(Entries from an annotation dataset)
>> start
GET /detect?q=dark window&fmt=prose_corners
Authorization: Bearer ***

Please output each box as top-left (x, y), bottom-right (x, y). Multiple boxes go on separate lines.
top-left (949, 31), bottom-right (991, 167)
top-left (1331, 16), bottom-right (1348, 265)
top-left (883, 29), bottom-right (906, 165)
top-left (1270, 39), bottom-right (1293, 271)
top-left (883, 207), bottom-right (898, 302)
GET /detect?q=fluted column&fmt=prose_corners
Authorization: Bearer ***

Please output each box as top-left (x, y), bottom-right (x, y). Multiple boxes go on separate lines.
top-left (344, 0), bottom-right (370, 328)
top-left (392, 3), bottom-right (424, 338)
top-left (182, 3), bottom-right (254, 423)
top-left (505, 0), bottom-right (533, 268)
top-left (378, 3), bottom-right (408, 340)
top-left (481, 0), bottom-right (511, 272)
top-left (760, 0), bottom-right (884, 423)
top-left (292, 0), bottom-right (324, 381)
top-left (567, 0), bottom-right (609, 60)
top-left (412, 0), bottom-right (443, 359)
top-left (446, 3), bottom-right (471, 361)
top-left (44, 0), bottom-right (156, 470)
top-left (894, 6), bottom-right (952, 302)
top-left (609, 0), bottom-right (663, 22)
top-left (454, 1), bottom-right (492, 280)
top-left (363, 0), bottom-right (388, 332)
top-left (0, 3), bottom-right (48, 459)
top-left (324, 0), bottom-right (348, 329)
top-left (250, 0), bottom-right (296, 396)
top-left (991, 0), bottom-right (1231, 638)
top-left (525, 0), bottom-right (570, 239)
>> end
## Work to complete
Select each line in the entries above that contains the string "detect". The match is case-sensitive.

## Final answer
GET /detect?q=dark window&fmt=prose_corners
GET /detect?q=fluted column&fmt=prose_corners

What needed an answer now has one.